> **Tasks to carry out**
1. Transcribe the article on Ubisoft's Steep below from "Ubisoft is taking" up to and including "over and over.".
2. Answer these questions using the article on Ubisoft's Steep below:
(a) On which platforms is Steep coming out?
(b) In what month is Steep coming out?
(c) Over which years did Ubisoft release a new Assassin's Creed every year?

> **Document excerpt**
## START
Ubisoft is taking a risk with one of its newest blockbuster console properties, and it can do that because it spent so many years making Assassin’s Creed games over and over.

Steep is the publisher’s open-world winter-sports sim that it announced at the Electronic Entertainment Expo trade show earlier this month. It is coming to PlayStation 4, Xbox One, and PC in December. It’s about snowboarding, skiing, parachuting, and jumping (in a wingsuit) down open-world snow-covered mountains. During a demo in Ubisoft’s booth, it struck me that while Steep doesn’t have guns, stealth, and explosions, it is still reminiscent of the company’s hits like Assassin’s Creed, Far Cry, and Watch Dogs. And what I took away is that Ubisoft has refined a development process after releasing a new Assassin’s Creed every year from 2009 to 2015 that is enabling it to branch out into new genres and settings with its biggest releases.
## END
> **Recorded data**
## START
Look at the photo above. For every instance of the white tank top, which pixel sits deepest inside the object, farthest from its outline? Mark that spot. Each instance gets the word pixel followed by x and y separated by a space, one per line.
## END
> **Worked solutions**
1.
Ubisoft is taking a risk with one of its newest blockbuster console properties, and it can do that because it spent so many years making Assassin’s Creed games over and over.

2.
(a) PlayStation 4, Xbox One, and PC
(b) December
(c) From 2009 to 2015